= WHAT YOU WILL DO =
1. Answer these questions from the albumin test page:
(a) Which broader blood panel often includes albumin?
(b) Which lab's ordering is offered through Vitals Vault?
(c) Which conditions does the page say can make the albumin result move?
2. Write the next part of the albumin test page, beginning under its final heading, "Do I need an Albumin test?"
START PASSAGE
Albumin test (blood) Biomarker Testing
An albumin test measures a key blood protein tied to liver, kidney, and nutrition status, with convenient Quest lab ordering through Vitals Vault.
With Vitals Vault, you have access to a comprehensive range of biomarker tests.

Albumin is one of the most abundant proteins in your blood. Your result can offer a quick snapshot of how well your body is making and maintaining key proteins, and it often moves when you are dehydrated, inflamed, or dealing with liver or kidney problems.
You will usually see albumin as part of a broader blood panel, such as a comprehensive metabolic panel (CMP). Because it is influenced by many everyday factors, the most useful way to read it is in context with your symptoms, other labs, and whether the value is changing over time.
If you are trying to make sense of a “low albumin” flag or you are monitoring a known condition, this page walks you through what the test measures, what low and high results can mean, and what other tests commonly come with it.
Do I need an Albumin test?
END PASSAGE
START DATA SUPPLIED
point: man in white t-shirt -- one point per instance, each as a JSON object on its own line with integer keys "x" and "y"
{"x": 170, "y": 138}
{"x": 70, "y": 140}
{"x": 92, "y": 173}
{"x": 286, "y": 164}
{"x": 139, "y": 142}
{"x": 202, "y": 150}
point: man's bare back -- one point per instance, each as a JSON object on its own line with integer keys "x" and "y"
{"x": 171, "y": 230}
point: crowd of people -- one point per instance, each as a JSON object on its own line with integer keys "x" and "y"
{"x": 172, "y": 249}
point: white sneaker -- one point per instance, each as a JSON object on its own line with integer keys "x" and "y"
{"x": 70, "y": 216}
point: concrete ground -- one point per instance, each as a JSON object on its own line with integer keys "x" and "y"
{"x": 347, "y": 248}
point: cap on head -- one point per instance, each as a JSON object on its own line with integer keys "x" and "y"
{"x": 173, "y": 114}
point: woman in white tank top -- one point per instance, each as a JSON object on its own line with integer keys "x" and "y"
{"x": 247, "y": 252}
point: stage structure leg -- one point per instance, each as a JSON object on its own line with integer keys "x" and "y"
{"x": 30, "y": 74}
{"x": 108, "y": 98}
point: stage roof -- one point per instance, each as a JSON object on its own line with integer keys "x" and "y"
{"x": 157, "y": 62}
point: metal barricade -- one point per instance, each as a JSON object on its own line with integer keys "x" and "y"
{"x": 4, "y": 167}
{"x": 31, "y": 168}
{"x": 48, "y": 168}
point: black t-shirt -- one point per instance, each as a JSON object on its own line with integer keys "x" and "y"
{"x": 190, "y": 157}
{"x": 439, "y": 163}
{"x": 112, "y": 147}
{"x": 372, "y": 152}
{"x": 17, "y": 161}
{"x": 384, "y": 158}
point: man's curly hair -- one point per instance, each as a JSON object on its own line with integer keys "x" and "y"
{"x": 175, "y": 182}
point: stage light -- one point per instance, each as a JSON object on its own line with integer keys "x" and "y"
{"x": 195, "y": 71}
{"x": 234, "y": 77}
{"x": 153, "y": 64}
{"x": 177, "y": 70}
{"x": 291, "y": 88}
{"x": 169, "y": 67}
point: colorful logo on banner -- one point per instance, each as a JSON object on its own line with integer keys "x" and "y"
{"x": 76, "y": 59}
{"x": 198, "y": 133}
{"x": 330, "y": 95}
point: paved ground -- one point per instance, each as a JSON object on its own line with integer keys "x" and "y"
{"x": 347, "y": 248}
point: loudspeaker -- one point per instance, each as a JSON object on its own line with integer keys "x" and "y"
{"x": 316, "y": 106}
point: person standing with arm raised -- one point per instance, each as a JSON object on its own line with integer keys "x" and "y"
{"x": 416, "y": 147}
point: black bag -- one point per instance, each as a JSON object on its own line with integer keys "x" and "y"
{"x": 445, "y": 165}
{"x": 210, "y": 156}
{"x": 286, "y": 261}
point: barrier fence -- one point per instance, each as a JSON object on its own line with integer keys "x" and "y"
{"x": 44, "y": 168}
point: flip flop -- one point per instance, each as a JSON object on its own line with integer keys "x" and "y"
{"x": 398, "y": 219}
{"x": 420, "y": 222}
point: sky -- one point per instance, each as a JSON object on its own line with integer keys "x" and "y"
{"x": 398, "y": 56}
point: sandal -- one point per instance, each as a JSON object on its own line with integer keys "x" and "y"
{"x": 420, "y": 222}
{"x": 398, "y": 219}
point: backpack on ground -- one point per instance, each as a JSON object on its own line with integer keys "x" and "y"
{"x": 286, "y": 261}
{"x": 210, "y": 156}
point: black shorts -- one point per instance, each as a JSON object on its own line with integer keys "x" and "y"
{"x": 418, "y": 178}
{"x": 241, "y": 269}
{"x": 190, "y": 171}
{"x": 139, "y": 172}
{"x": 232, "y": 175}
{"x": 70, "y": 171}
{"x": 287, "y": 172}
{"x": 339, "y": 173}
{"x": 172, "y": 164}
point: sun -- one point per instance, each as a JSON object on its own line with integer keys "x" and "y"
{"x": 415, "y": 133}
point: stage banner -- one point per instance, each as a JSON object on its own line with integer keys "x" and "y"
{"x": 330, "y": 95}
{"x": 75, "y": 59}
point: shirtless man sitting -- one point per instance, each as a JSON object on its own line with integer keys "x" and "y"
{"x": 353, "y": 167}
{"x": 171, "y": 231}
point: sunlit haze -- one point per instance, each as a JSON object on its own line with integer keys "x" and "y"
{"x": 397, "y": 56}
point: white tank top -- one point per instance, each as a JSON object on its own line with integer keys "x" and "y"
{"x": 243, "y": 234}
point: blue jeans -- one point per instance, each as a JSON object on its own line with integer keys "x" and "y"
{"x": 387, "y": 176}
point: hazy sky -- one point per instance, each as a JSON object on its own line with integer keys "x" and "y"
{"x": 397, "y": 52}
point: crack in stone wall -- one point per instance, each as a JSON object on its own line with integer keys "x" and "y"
END DATA SUPPLIED
= ANSWERS TO THE EXERCISE =
1.
(a) A comprehensive metabolic panel (CMP).
(b) Quest.
(c) Being dehydrated, being inflamed, or having liver or kidney problems.

2.
You might consider an albumin test if you have swelling in your legs or abdomen, unexplained fatigue, poor appetite, or ongoing digestive issues that make you wonder about nutrition or absorption. It is also commonly ordered when you have signs of liver disease (such as jaundice or abnormal liver enzymes) or kidney disease (such as foamy urine, swelling, or protein in the urine).
Albumin is frequently checked as part of routine health screening because it helps interpret other results. For example, it can change how you think about calcium levels, total protein, and the albumin-to-globulin (A/G) ratio.
If you are already being treated for a chronic condition—like cirrhosis, chronic kidney disease, inflammatory bowel disease, or heart failure—your clinician may use albumin to track severity, complications, or response to treatment.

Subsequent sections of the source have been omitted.